* [ANGEZEIGTER TEXT]
Wie viele Menschen bereuen die Geschlechtsanpassung?
Eindeutig gegen die Vorschläge von FDP und Grünen stellte sich Alexander Korte. Der Kinder- und Jugendpsychiater am Klinikum der Uni München hatte sich immer wieder öffentlich skeptisch gegenüber Transitionen von Kindern Jugendlichen geäußert und von einem „Trans-Hype“ gesprochen. Trans-Verbände hatten seine Einladung als Sachverständigen durch die CDU/CSU im Vorfeld der Anhörung kritisiert.
Im Innenausschuss stellte Korte in Frage, ob Kinder und Jugendliche die Bedeutung einer Entscheidung zur Geschlechtsangleichung einschätzen können. Die „Selbstdiagnose trans“ stellte sich häufig als „subjektive Fehlentscheidung“ heraus, so Korte. Eine genaue Zahl dieser sogenannten „Regretter“ oder „Detransitioner“, die eine Transition bereuen und diese rückgängig machen wollen, konnte er aber nicht nennen.
„Die Zahl ist nicht besonders hoch“, räumte Korte auf Nachfrage der anwesenden Bundestagsabgeordneten ein. Das könnte aber auch daran liegen, dass die Hürden bisher durch das TSG relativ hoch waren. „Eine Begutachtung kann auch eine therapeutische Intervention sein“, so Korte weiter. Es sei eine ärztliche Aufgabe zu beurteilen, ob eine Person wirklich trans ist, und keine rechtliche.
Linke, FDP und Grüne sehen die Anhörung als Druckmittel
Ihm widersprachen mehrere Sachverständige. 99 Prozent der Gutachten entsprächen ausschließlich der Selbstauskunft der betroffenen Personen, sagte Hümpfner. Teure Gutachten seien also nicht nötig. Weniger als ein Prozent der Betroffenen würden rechtliche Änderungen am Personenstand wieder rückgängig machen. „Detransition ist vor allem ein Medienphänomen“, sagte Hümpfner.
Es sei eine Fehleinschätzung, dass Medizin und Psychiatrie besonderes Bestimmungsrecht hätten, sagte Anna Katharina Mangold. Recht sei in dieser Frage wichtiger.
Linke, Grüne und FDP sehen die überwiegend wohlwollende Reaktion der Sachverständigen auf ihre Vorschläge als Druckmittel auf die Bundesregierung. Ein im Mai 2019 vom Bundesinnenministerium und dem Bundesjustizministerium vorgelegter Gesetzesentwurf zur Reform des TSG stieß nicht nur bei trans Gruppen und der Opposition, sondern auch innerhalb der SPD auf harte Kritik. Er wurde als nicht konsequent genug gesehen. Seitdem liegt die Reform auf Eis.

* [DEINE AUFGABE] Gib aus dem Text über die Anhörung im Innenausschuss einen Abschnitt wortgetreu wieder. Beginne bei den Worten „Eindeutig gegen die“ und hör nach „aber nicht nennen.“ auf. Die Zeilen stammen aus einer anderen Quelle als der Text.

Daten zur räumlichen Lokalisierung

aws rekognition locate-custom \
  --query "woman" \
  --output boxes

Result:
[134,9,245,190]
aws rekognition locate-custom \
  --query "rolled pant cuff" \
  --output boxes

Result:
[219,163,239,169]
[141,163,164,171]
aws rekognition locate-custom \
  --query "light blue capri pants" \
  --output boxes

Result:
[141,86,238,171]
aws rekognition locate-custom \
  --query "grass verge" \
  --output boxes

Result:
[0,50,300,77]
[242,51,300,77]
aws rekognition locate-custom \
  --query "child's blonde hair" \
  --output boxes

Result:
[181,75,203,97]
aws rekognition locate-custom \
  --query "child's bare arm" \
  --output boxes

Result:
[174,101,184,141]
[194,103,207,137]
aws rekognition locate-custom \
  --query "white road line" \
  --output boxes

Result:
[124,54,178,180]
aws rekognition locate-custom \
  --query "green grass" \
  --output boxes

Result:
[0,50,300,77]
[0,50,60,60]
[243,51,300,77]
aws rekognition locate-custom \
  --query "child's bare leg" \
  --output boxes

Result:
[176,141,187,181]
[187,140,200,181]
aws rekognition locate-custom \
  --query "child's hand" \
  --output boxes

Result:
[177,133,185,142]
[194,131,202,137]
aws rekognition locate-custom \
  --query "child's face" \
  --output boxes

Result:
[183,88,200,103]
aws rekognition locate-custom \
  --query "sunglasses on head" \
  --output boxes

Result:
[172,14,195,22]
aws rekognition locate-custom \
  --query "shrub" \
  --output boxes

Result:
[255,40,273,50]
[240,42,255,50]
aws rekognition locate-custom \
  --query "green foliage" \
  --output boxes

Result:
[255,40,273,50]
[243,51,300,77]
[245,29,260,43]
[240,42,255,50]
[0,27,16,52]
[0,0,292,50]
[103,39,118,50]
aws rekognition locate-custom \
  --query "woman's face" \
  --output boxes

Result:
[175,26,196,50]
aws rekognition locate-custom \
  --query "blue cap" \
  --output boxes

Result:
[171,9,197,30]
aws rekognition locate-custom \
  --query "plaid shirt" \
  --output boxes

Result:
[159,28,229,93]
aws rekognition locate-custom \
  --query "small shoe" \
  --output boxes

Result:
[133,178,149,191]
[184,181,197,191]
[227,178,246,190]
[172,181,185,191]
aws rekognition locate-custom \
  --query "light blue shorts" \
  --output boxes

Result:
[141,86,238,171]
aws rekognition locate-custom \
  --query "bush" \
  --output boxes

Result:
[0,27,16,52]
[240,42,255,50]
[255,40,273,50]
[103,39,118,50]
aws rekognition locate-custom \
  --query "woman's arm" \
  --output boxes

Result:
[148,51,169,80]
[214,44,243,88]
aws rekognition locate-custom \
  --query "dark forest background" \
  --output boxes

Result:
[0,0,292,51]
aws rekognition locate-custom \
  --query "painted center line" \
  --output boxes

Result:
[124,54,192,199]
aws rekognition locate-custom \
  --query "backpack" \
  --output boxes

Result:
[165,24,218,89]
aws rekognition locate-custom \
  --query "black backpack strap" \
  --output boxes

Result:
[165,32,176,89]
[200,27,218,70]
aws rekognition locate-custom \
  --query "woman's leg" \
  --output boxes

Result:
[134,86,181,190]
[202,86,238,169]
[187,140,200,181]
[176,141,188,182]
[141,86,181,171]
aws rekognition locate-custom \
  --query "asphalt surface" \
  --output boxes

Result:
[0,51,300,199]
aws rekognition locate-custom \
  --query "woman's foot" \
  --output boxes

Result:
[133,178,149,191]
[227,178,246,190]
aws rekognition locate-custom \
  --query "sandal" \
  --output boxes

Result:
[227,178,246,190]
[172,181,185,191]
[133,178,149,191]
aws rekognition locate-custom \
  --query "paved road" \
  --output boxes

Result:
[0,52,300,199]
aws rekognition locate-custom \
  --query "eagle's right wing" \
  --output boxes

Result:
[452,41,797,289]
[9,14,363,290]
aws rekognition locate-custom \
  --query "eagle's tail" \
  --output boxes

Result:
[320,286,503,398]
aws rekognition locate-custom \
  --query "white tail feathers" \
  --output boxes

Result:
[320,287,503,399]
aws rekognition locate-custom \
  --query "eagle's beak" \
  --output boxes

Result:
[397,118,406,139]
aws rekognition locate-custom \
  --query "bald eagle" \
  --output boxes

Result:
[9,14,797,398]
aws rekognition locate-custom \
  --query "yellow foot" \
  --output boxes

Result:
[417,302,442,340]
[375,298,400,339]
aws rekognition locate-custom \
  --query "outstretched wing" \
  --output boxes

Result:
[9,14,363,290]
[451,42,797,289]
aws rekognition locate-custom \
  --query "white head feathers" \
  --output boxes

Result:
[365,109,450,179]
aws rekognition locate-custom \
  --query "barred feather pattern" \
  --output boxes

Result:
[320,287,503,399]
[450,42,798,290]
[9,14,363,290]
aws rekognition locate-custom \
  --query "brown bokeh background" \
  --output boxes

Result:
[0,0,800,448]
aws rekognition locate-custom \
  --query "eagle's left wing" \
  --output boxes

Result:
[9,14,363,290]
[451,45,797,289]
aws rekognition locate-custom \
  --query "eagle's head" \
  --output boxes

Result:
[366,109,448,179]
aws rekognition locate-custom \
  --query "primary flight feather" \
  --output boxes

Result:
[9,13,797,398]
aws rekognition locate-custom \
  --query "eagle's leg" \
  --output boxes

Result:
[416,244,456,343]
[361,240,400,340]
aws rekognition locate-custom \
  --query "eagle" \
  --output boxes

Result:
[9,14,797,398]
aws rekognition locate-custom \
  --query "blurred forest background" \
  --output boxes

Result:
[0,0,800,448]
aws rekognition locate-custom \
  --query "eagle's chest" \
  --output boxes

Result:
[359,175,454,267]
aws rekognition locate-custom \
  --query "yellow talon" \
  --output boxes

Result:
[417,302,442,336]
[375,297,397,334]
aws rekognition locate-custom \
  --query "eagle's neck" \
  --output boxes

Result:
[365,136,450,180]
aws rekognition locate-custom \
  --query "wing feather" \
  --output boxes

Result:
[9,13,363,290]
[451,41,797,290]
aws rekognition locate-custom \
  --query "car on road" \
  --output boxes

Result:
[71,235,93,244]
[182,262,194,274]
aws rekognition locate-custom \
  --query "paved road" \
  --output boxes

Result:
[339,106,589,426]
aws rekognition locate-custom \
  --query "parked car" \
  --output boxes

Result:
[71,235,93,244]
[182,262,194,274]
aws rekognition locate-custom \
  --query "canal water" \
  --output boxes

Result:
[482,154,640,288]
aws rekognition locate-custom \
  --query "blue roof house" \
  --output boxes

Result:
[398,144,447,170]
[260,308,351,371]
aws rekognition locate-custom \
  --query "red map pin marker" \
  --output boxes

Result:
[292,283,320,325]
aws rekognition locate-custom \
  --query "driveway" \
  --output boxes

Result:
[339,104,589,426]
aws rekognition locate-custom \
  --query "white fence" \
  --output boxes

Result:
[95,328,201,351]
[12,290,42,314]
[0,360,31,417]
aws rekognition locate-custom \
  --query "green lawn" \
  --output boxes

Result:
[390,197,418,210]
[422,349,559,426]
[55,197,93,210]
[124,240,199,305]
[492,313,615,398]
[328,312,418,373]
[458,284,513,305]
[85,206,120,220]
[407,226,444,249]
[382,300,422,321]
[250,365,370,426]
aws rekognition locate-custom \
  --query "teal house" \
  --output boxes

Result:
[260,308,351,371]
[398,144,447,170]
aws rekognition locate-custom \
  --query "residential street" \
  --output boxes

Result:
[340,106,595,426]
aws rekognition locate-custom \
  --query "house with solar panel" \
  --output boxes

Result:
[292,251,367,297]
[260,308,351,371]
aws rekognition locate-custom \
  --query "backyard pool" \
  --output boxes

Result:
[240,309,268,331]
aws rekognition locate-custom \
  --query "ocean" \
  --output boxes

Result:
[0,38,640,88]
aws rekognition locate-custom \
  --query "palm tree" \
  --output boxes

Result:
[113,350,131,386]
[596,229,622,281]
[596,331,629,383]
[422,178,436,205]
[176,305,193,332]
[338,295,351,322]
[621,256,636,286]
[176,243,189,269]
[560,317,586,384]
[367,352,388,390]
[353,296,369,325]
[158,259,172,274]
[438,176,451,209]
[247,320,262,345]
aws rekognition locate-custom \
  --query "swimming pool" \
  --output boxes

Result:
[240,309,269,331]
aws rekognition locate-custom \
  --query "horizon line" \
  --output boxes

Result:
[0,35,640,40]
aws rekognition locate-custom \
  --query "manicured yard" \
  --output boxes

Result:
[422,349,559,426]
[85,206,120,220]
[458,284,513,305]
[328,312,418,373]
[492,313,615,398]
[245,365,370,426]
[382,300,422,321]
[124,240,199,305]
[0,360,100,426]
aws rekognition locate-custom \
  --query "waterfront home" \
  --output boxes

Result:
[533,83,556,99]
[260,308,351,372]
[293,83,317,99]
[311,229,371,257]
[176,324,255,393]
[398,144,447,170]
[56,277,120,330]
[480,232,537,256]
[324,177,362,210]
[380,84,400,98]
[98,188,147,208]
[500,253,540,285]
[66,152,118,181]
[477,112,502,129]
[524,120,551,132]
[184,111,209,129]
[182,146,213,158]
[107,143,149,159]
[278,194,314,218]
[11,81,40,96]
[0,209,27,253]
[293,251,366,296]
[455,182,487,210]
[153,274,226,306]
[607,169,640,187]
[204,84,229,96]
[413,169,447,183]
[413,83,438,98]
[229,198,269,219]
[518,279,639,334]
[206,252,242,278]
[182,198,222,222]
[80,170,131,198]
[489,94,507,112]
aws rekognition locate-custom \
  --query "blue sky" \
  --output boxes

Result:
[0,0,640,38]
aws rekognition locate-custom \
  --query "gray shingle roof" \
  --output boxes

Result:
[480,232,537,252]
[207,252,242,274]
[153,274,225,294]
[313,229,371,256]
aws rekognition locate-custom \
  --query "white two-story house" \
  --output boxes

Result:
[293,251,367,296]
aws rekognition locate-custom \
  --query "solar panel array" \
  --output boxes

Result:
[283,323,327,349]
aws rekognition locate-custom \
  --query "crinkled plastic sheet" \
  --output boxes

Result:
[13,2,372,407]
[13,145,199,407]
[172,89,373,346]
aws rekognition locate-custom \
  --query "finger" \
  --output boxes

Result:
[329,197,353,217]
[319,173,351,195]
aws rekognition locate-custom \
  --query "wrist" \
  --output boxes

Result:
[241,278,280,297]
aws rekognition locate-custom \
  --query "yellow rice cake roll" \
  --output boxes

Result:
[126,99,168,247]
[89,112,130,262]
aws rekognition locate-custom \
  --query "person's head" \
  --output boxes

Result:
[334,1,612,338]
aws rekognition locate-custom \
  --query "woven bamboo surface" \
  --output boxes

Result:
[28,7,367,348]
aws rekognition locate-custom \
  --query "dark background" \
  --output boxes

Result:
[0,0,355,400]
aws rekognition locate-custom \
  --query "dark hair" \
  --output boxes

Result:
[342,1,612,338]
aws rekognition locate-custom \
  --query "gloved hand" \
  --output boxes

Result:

* [SCHRIFTLICHE ANTWORT]
Eindeutig gegen die Vorschläge von FDP und Grünen stellte sich Alexander Korte. Der Kinder- und Jugendpsychiater am Klinikum der Uni München hatte sich immer wieder öffentlich skeptisch gegenüber Transitionen von Kindern Jugendlichen geäußert und von einem „Trans-Hype“ gesprochen. Trans-Verbände hatten seine Einladung als Sachverständigen durch die CDU/CSU im Vorfeld der Anhörung kritisiert.
Im Innenausschuss stellte Korte in Frage, ob Kinder und Jugendliche die Bedeutung einer Entscheidung zur Geschlechtsangleichung einschätzen können. Die „Selbstdiagnose trans“ stellte sich häufig als „subjektive Fehlentscheidung“ heraus, so Korte. Eine genaue Zahl dieser sogenannten „Regretter“ oder „Detransitioner“, die eine Transition bereuen und diese rückgängig machen wollen, konnte er aber nicht nennen.